Start of Data section
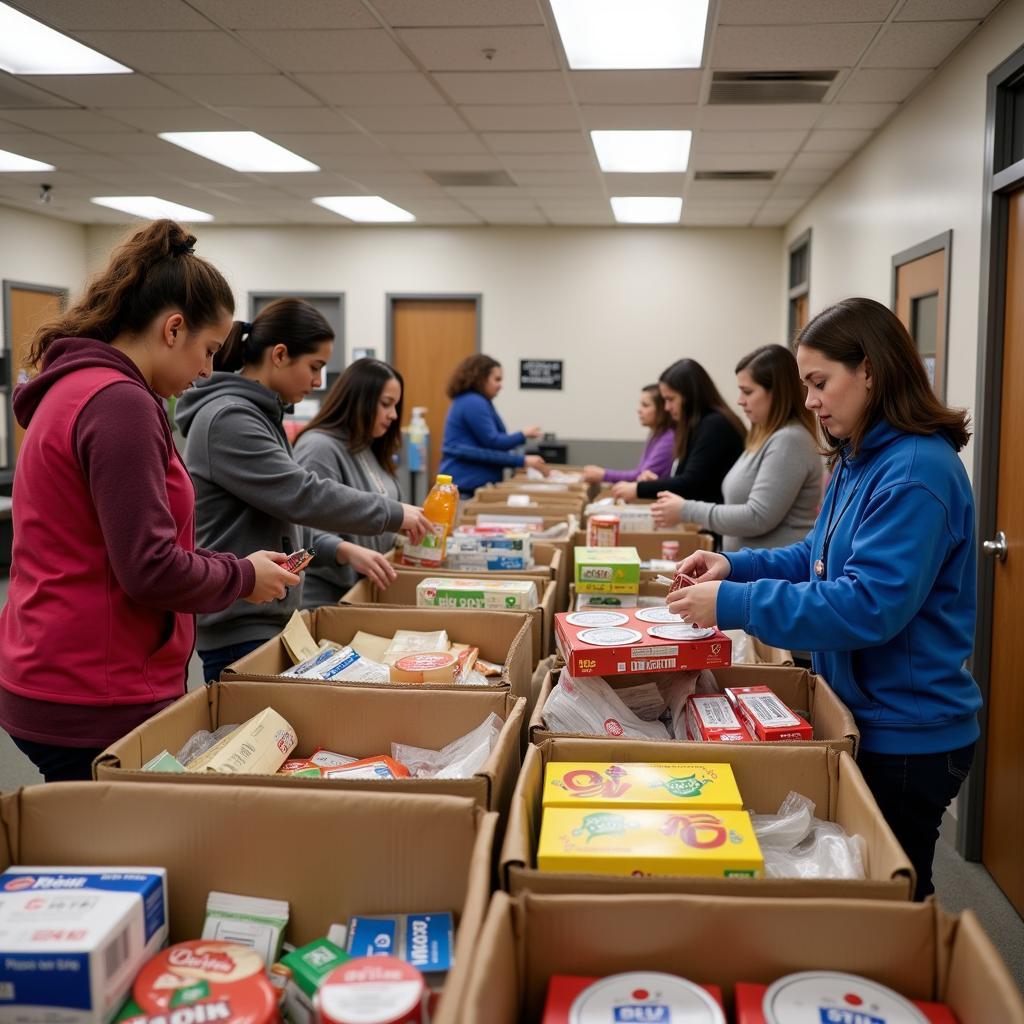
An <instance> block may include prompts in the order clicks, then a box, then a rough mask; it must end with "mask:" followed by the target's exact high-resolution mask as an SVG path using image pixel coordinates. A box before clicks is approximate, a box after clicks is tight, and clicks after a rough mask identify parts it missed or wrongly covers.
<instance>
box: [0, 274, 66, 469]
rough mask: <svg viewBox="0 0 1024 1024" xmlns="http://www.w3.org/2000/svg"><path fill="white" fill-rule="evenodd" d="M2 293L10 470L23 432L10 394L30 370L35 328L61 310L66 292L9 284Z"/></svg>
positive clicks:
End of Data section
▶ **Task objective**
Please rewrite the records above with every "rough mask" replaced by "coarse mask" and everything else unchanged, leaving out the pictures.

▶ **Exercise answer**
An <instance> block may include prompts in the order clicks, then a box, then a coarse mask; it must end with "mask:" followed by the target's exact high-resolution mask as an SVG path using image pixel coordinates. A box before clicks is approximate, a box after clicks is tight, and clicks after a coarse mask identify parts it missed or wrongly covers.
<instance>
box: [0, 274, 66, 469]
coarse mask: <svg viewBox="0 0 1024 1024" xmlns="http://www.w3.org/2000/svg"><path fill="white" fill-rule="evenodd" d="M2 293L10 470L23 432L10 394L30 370L35 328L61 310L66 292L9 284Z"/></svg>
positive clicks:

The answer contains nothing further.